• 課題 a:
「steel」という文字列を含むレコードの行はどれですか。該当する行をすべて見つけ、一行ずつ書き写してください。

• 本文抜粋:
匂い、音

「匂い」や「音」というのはとても不思議なもので、過去の様々な体験を瞬時に思い出させてくれる。新宿という都心に住んでいても場所によっては懐かしい「虫の音」が聞こえてくる。25年近く東京に住んでいて、長い間聞いていなかった「虫の鳴き声」。昨晩、開け放った窓外から突如虫の音が聞こえたとき子供の頃の田舎の生活をふと思い出した。

音楽の原体験も同じようなものなのだろう。クラシック音楽を聴き始めて間もない頃、つまりまだまだ右も左も知らなかった時分、FM放送が専らの音源であった当時いわゆるエアチェックに日々勤しみ、来る日も来る日も音楽漬けの毎日を過ごしていた。
その頃初めて聴いた音の記憶はその楽曲に対する模範演奏にどうしてもなってしまいがちで、世に名盤といわれる音盤が数多ある中、自分の記憶に合致する演奏をついつい追ってしまうのはいたしかたないことなのかもしれない。

モーツァルト:ピアノ協奏曲第27番変ロ長調K.595
アリシア・デ・ラローチャ(ピアノ)

データセットの項目:
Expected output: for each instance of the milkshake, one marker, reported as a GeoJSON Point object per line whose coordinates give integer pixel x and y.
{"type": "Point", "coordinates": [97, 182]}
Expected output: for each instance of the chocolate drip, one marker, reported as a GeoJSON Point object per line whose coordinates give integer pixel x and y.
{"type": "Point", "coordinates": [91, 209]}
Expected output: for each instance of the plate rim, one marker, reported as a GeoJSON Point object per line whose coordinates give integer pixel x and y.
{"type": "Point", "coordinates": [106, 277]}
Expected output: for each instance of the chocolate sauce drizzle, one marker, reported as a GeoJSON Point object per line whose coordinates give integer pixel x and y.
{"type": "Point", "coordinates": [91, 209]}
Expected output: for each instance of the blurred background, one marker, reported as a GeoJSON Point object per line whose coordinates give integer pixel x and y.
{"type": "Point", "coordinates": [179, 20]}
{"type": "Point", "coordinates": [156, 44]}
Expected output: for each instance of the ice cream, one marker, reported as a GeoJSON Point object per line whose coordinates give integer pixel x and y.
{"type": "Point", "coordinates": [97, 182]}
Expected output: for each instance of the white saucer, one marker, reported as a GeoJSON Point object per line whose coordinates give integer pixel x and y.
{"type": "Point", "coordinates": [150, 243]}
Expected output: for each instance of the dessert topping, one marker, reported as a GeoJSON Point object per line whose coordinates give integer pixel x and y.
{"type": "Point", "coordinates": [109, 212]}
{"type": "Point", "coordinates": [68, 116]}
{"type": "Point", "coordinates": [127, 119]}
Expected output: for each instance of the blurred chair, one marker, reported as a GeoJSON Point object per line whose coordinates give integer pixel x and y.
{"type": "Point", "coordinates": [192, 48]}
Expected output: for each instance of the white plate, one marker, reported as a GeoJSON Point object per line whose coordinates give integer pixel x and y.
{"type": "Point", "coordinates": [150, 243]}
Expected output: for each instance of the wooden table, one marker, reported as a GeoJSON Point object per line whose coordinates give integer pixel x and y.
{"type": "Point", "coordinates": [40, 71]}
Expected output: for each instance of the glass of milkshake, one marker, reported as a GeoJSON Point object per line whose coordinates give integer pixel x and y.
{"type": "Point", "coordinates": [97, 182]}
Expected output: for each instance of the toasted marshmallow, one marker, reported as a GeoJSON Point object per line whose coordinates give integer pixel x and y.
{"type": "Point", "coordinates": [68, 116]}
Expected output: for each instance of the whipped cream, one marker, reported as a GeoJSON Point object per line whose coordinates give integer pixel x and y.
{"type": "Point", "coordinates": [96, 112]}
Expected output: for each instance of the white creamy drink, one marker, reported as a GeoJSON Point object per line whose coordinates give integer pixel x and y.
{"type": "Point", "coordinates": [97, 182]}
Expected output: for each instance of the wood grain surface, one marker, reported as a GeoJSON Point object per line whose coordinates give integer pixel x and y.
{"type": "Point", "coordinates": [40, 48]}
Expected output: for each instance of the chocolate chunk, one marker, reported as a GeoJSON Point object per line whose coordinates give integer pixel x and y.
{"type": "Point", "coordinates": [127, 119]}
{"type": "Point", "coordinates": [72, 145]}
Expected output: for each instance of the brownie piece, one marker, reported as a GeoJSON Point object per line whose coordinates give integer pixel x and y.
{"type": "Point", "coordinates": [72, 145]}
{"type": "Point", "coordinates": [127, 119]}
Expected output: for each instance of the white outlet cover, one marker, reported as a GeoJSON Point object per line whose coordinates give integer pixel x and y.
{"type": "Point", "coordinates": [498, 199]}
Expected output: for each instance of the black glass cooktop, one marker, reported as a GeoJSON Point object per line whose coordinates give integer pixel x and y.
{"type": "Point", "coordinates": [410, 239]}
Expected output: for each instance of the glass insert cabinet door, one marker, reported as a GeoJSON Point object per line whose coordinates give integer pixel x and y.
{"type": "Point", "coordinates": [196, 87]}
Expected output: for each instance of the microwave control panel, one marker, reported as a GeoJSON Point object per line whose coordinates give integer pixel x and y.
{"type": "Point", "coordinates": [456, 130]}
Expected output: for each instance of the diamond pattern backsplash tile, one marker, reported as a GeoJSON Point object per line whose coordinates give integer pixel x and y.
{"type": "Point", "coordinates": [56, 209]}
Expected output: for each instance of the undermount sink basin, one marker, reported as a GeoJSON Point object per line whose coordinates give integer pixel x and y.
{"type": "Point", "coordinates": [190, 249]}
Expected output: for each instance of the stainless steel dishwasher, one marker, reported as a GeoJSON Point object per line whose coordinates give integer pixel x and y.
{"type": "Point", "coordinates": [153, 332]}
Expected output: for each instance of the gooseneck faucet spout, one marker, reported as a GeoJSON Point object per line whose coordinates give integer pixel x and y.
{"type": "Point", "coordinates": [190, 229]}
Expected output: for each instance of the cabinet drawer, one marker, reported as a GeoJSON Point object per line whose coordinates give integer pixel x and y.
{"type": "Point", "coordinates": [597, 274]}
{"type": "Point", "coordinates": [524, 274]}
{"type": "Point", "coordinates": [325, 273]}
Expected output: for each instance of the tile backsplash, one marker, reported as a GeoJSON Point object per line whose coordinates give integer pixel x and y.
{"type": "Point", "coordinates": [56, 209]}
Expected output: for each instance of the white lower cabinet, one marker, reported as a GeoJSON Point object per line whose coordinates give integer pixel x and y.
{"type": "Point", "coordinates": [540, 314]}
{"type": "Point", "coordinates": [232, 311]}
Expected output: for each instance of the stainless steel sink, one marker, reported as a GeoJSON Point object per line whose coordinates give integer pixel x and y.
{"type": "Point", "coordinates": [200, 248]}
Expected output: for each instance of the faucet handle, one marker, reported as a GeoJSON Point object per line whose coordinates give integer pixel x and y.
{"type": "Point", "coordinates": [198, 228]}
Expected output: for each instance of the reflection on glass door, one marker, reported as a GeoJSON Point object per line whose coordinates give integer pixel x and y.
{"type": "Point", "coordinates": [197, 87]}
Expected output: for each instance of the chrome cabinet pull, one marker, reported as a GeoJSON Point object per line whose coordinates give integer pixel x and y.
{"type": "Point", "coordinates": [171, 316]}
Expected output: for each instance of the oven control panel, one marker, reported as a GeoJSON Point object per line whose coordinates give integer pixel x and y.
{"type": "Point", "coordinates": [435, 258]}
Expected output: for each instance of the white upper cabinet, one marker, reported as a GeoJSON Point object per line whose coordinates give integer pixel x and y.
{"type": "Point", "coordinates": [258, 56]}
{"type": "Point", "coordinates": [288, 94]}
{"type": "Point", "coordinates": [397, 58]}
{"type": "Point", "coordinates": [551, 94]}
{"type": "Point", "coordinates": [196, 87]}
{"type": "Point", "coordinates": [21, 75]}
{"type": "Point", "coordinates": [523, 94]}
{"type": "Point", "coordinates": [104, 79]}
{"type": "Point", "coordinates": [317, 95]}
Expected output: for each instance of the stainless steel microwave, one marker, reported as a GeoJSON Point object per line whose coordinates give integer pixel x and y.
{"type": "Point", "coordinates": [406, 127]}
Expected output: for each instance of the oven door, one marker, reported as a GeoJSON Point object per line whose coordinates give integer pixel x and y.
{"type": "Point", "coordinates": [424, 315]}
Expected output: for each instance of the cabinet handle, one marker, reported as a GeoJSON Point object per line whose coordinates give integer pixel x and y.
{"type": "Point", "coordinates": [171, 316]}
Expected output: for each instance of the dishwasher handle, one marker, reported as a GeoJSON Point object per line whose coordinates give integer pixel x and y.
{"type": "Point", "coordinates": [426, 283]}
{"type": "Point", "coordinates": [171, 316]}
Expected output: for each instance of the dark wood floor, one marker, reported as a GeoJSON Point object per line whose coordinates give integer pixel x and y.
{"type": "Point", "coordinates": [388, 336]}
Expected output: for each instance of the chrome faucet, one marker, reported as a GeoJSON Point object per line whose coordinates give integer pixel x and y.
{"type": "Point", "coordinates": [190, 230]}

• 課題 b:
匂いと音の記憶をめぐる上の文章について、最後の文に続く部分を書いてください。

• 回答 a:
Expected output: for each instance of the stainless steel dishwasher, one marker, reported as a GeoJSON Point object per line whose coordinates give integer pixel x and y.
Expected output: for each instance of the stainless steel sink, one marker, reported as a GeoJSON Point object per line whose coordinates give integer pixel x and y.
Expected output: for each instance of the stainless steel microwave, one marker, reported as a GeoJSON Point object per line whose coordinates give integer pixel x and y.

• 回答 b:
サー・ゲオルグ・ショルティ指揮ロンドン・フィルハーモニー管弦楽団

先日書いたクラリネット協奏曲と同じくモーツァルトの死の年に書かれ最後のピアノ協奏曲であり、仰々しい言い方が許されるなら、何か「能」の世界に通じる「寂漠たる感覚」を思い起こさせる透徹した涼しさをもつ音楽なのである。
そして、バックハウスやバレンボイム、ハイドシェックら数多のピアニストが評判の高い音盤を残しているが、どういうわけか僕にとってのこの曲の原点はラローチャ&ショルティ盤。ラローチャもショルティも特別愛着のある演奏家では決してない。しかし、この曲に限っては決定盤とあえて言っておく。

※CDは廃盤のようである。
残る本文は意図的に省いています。